* _Instruction_:
Render every line of the entries below as a JSON list of strings, one string per line, skipping blank lines. Leave the pictures out.

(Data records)
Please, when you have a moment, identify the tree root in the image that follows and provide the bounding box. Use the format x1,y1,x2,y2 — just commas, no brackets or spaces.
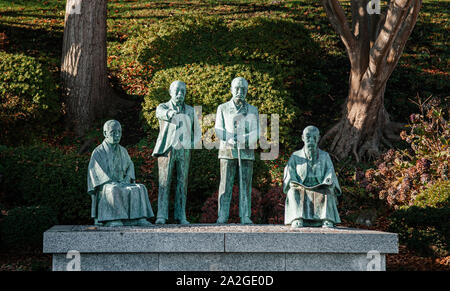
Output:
320,112,404,162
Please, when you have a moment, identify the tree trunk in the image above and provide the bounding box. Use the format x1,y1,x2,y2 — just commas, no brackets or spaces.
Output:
61,0,115,135
321,0,421,161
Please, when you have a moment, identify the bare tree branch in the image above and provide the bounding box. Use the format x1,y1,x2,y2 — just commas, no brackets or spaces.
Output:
322,0,355,56
383,0,422,80
350,0,371,77
369,0,417,74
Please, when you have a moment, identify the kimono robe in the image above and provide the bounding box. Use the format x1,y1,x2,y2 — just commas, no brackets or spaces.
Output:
87,141,154,222
283,149,341,226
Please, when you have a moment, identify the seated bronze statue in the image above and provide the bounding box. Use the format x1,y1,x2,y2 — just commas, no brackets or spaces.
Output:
87,120,154,226
283,126,341,228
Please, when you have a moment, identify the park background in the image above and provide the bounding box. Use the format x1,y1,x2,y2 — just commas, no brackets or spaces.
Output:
0,0,450,270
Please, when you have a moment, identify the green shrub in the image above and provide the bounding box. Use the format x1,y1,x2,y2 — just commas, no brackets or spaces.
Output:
413,180,450,208
0,51,60,143
121,17,328,144
0,206,58,249
390,180,450,256
143,64,297,146
0,146,91,224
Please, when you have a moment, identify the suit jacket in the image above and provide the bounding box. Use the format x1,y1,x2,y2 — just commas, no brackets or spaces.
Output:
152,100,201,157
215,100,259,160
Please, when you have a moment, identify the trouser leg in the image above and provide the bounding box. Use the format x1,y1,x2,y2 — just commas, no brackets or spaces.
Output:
174,149,190,221
156,151,174,220
239,160,253,218
217,159,237,220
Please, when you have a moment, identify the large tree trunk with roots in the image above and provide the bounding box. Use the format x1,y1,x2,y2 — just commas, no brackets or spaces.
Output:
61,0,120,135
321,0,422,161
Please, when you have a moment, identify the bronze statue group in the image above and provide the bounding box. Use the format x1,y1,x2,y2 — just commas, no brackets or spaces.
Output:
87,77,341,228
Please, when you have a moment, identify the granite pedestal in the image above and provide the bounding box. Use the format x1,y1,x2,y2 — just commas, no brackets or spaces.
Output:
44,224,398,271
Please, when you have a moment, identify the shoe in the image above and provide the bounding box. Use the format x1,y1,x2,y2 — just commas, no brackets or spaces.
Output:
241,216,253,224
105,220,123,227
155,218,166,224
291,219,303,228
216,217,228,224
136,218,152,226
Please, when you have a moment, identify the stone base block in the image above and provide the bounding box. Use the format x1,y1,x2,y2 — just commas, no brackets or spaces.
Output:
44,224,398,271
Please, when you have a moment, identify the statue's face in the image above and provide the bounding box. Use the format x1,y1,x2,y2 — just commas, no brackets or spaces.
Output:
231,81,247,100
302,130,319,151
103,122,122,144
170,83,186,104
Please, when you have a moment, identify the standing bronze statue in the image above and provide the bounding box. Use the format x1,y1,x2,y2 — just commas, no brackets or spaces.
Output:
215,77,259,224
283,126,341,227
87,120,154,226
152,81,201,224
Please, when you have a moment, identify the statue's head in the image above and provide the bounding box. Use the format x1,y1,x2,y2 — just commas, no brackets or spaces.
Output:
302,125,320,151
231,77,248,101
169,80,186,105
103,119,122,144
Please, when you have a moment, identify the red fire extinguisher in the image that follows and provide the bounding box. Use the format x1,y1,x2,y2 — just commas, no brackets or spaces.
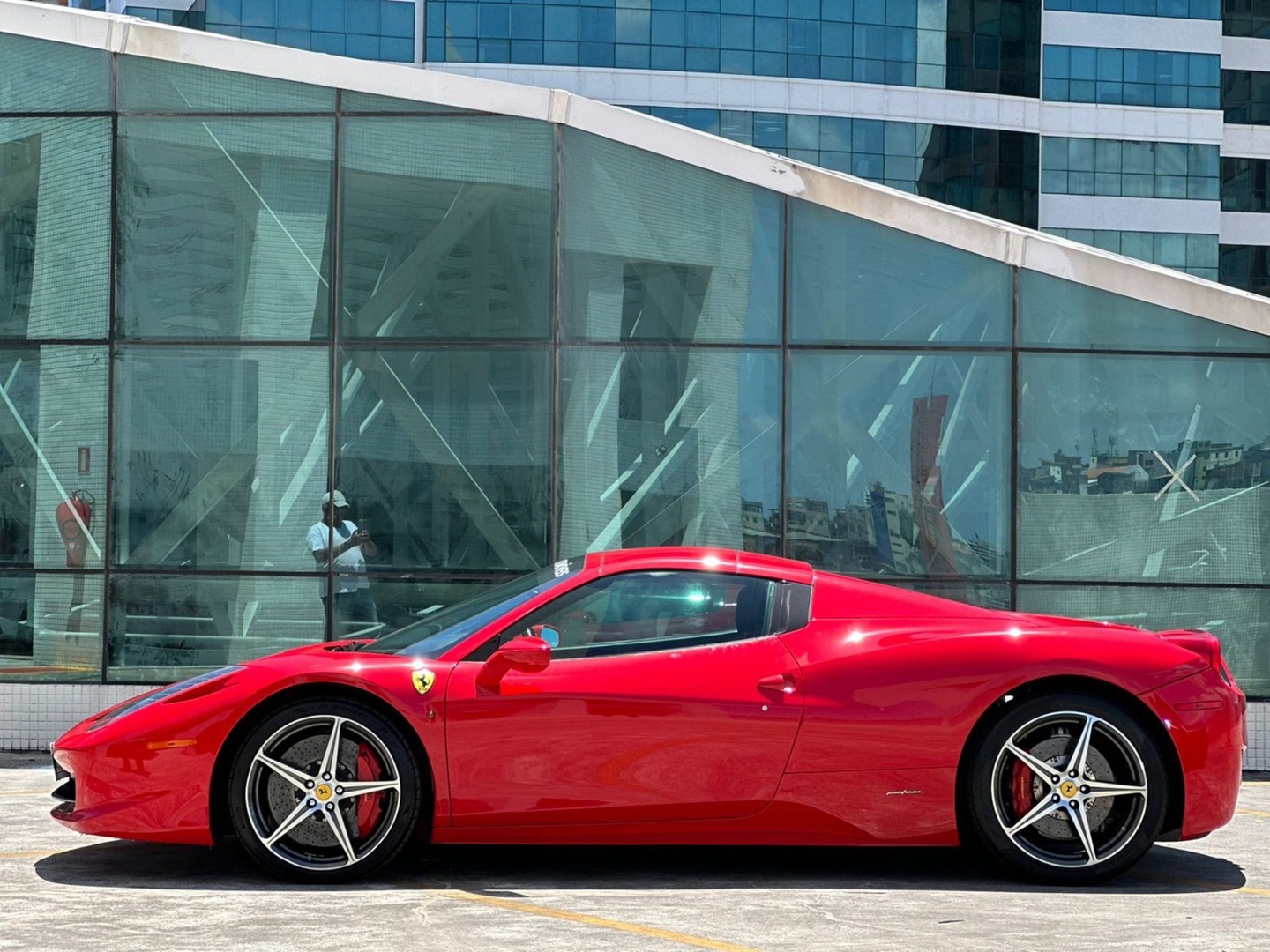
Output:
57,488,96,569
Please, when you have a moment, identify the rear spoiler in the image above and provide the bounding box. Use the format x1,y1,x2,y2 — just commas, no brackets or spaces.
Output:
1160,629,1235,684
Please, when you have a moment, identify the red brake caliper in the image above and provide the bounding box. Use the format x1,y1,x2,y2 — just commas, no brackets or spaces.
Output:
357,744,384,836
1010,761,1035,820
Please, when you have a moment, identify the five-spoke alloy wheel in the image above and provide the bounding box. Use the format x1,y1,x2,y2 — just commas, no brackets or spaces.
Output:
230,699,422,882
967,695,1166,885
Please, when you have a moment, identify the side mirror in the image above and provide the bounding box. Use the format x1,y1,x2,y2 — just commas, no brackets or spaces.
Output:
489,629,560,672
476,632,559,695
525,624,560,647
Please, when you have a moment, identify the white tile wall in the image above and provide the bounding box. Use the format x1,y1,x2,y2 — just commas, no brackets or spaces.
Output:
0,684,150,750
0,684,1270,770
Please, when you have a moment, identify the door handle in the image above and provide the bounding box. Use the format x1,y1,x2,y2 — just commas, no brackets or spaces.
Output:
758,673,797,695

* _Task answer_:
[
  "Please, when you have a moment, identify the tree root in the image that follows and provide the bounding box. Use the format x1,y1,x2,y2 — just commas, no brackets or spaces.",
  "Output:",
  "320,112,404,162",
  "Please, when you have a moment, identify the tree trunk in the image above and provide the bounding box. Use the format x1,y1,x2,y2 — just commas, no brackets or spaces.",
  "Output:",
  "61,0,115,135",
  "321,0,421,161",
  "Please, when you have a moment, identify the bare tree branch in the image above and provide the bounding box. Use the format x1,y1,x2,y2 — just commas, no brackets or spaces.",
  "Output:",
  "322,0,355,56",
  "383,0,422,80",
  "350,0,371,77",
  "369,0,417,74",
  "Please, when you have a moment, identify the kimono robe in the image above and provide the bounding box. Use the format x1,y1,x2,y2 — just commas, no brackets or spaces.",
  "Output:",
  "87,141,154,222",
  "283,149,341,226",
  "Please, when you have a moment, identify the seated bronze statue in the image above and provide the bounding box. Use the format x1,y1,x2,y2 — just commas, no brackets or spaces.",
  "Output:",
  "87,120,154,226",
  "283,126,341,228",
  "Please, when you have a moment, identify the park background in the image above and provide the bounding box. Use the format x1,y1,x2,y2 — just commas, no brackets or spaces.",
  "Output:",
  "0,0,450,270",
  "Please, when you have a moment, identify the green shrub in the image above and provide the bounding box. Use the format x1,y1,x2,y2 — just commas, no brackets or spaces.",
  "Output:",
  "413,180,450,208",
  "0,51,60,143",
  "121,17,328,144",
  "0,206,58,249",
  "390,180,450,256",
  "143,64,297,146",
  "0,146,91,224",
  "Please, when you have a moment, identify the suit jacket in the image above and provide the bounding box. Use the format x1,y1,x2,y2 — just commas, no brackets or spaces.",
  "Output:",
  "152,100,201,157",
  "215,100,259,160",
  "Please, when you have a moment, identify the trouser leg in the image above and provide the bounding box. Use the format x1,y1,x2,y2 — just commas, no brackets or spaces.",
  "Output:",
  "174,149,190,221",
  "156,151,174,220",
  "239,160,253,218",
  "217,159,237,220",
  "Please, when you have a moment, identify the large tree trunk with roots in the image above and provide the bounding box. Use the format x1,y1,x2,y2 — just commas, no brackets or spaces.",
  "Output:",
  "61,0,120,135",
  "321,0,422,161",
  "Please, when you have a moment, identify the bronze statue group in the image above and provide the bounding box. Use the format x1,y1,x2,y2 — just commas, no brackets or spaces.",
  "Output:",
  "87,77,341,228",
  "Please, when you have a moment, identify the granite pedestal in the image above and provide the bounding box. Use the format x1,y1,x2,y2 — just commas, no brackets or spaces.",
  "Output:",
  "44,224,398,271",
  "Please, when you have a moment, identify the shoe in the image above and provide the bounding box. Use the format x1,y1,x2,y2 — just commas, no brackets or spaces.",
  "Output:",
  "241,216,253,224",
  "105,220,123,227",
  "155,218,166,224",
  "291,219,303,228",
  "216,217,228,224",
  "136,218,152,226",
  "Please, when you have a moment, identify the stone base block in the image above and provide the bounding box. Use the format x1,y1,x2,y2 — just commas, no brackets or spaces.",
  "Output:",
  "44,224,398,271",
  "Please, when you have a moment, identify the statue's face in the image above and provide the bounding box. Use the format x1,y1,x2,y2 — just commas, no brackets or spaces.",
  "Output:",
  "231,81,247,100",
  "302,130,319,151",
  "103,122,122,144",
  "170,83,186,104",
  "Please, when you have a moment, identify the standing bronze statue in the image above and provide the bounding box. Use the format x1,y1,x2,y2 — just commas, no brackets or spaces.",
  "Output:",
  "215,77,259,224",
  "283,126,341,227",
  "87,120,154,226",
  "152,81,201,224",
  "Please, when you have a moment, identify the statue's head in the image above and provide the bounding box. Use the format x1,y1,x2,y2 — just commas, no brackets or spaces.",
  "Output:",
  "302,125,320,151",
  "231,77,248,101",
  "169,80,186,105",
  "103,119,122,144",
  "Please, when you have a moment, identify the red fire extinguisher in the image that follows and provide the bounding box. Use the format x1,y1,x2,y2 — just commas, no brackets or spaces.",
  "Output:",
  "57,488,96,569",
  "Please, when you have a moment, identify the rear spoiler in the image above and provide the bounding box. Use the format x1,y1,x2,y2 — just commas, no brackets or spaces.",
  "Output:",
  "1160,629,1235,684",
  "Please, when you have a moment, identify the red brake caliper in the image above and provide the bounding box. Use the format x1,y1,x2,y2 — just commas, no brackets or spaces.",
  "Output:",
  "357,744,384,836",
  "1010,761,1035,820",
  "Please, when you have a moment, identify the five-spoke alloy wheel in the image above and provide the bounding box. Use the format x1,y1,x2,y2 — just commas, no brackets or spaces.",
  "Output:",
  "230,699,422,882",
  "967,695,1166,885",
  "Please, when you have a moment, identify the side mirror in the image above and provide the bounding box. Use the format x1,y1,x2,y2 — just commas, no brackets or spaces.",
  "Output:",
  "489,629,560,672",
  "476,632,559,695",
  "525,624,560,647",
  "Please, when you have a moment, identify the white tile wall in the image above and provide the bounding box. Use the format x1,y1,x2,y2 — just commas, no brackets or spaces.",
  "Output:",
  "0,684,150,750",
  "0,684,1270,770",
  "Please, when you have a moment, identify the door handle in the image above and provide the bounding box. Use the format x1,y1,x2,y2 — just commas, no brackets or spaces.",
  "Output:",
  "758,673,797,695"
]